Saved entries:
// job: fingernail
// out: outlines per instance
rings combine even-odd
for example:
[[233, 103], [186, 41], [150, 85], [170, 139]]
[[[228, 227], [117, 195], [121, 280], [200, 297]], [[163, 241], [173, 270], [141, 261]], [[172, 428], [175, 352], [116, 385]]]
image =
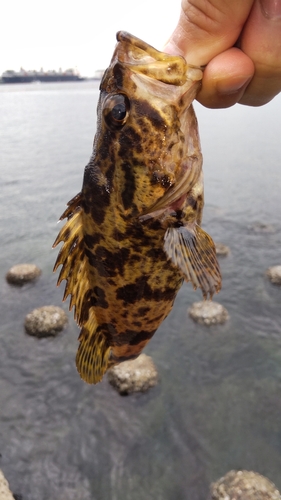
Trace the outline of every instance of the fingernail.
[[281, 0], [260, 0], [261, 9], [268, 19], [281, 19]]
[[168, 40], [165, 43], [163, 52], [166, 52], [166, 54], [171, 54], [172, 56], [183, 56], [183, 52], [171, 40]]

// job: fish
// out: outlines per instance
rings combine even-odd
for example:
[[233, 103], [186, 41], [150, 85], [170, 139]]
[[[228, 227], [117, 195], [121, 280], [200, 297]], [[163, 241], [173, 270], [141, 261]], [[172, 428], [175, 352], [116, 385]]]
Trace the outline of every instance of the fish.
[[97, 131], [81, 191], [54, 247], [63, 300], [80, 327], [76, 367], [90, 384], [135, 359], [184, 280], [211, 299], [221, 288], [201, 228], [202, 153], [192, 101], [202, 69], [119, 31], [100, 83]]

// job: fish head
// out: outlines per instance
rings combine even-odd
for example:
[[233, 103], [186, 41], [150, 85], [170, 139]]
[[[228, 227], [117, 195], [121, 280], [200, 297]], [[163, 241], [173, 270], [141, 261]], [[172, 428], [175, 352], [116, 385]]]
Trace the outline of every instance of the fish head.
[[162, 210], [199, 177], [202, 159], [191, 103], [201, 79], [202, 70], [183, 57], [117, 33], [100, 84], [94, 150], [107, 150], [104, 165], [108, 170], [111, 163], [111, 189], [123, 210], [138, 216]]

§ WHAT IS BEING ASKED
From the first line to the last, repeat the records exactly and skip the pictures.

§ SOLVED EXERCISE
// job: fingernail
// out: outlines per instance
rings combine even-odd
for example:
[[233, 103], [186, 41], [150, 85], [170, 139]]
[[[228, 227], [117, 195], [121, 280], [200, 297]], [[163, 241], [173, 270], [141, 261]], [[172, 428], [175, 352], [116, 385]]]
image =
Trace the outline of every instance of the fingernail.
[[281, 0], [260, 0], [261, 9], [268, 19], [281, 19]]
[[168, 40], [165, 43], [163, 52], [166, 52], [166, 54], [171, 54], [172, 56], [183, 56], [183, 52], [171, 40]]

// job: fish
// out: outlines per instance
rings combine even-odd
for example:
[[233, 103], [186, 41], [150, 85], [170, 139]]
[[[228, 227], [117, 195], [121, 280], [200, 297]], [[163, 241], [173, 270], [141, 261]], [[172, 428], [175, 352], [116, 385]]]
Trace the outline of every instance of the fish.
[[97, 131], [81, 191], [54, 247], [63, 300], [80, 327], [76, 367], [90, 384], [135, 359], [184, 280], [211, 299], [221, 288], [201, 228], [202, 153], [192, 101], [202, 69], [119, 31], [100, 83]]

// job: fish head
// out: outlines per instance
rings combine even-odd
for example:
[[233, 103], [186, 41], [150, 85], [170, 139]]
[[[228, 227], [117, 195], [121, 280], [200, 297]], [[163, 241], [173, 270], [141, 261]], [[172, 428], [175, 352], [116, 385]]]
Trace the outline of every instance of the fish head.
[[162, 210], [199, 177], [202, 159], [191, 103], [201, 79], [202, 70], [183, 57], [117, 33], [100, 84], [94, 150], [107, 150], [104, 165], [108, 170], [111, 163], [111, 189], [123, 210], [138, 216]]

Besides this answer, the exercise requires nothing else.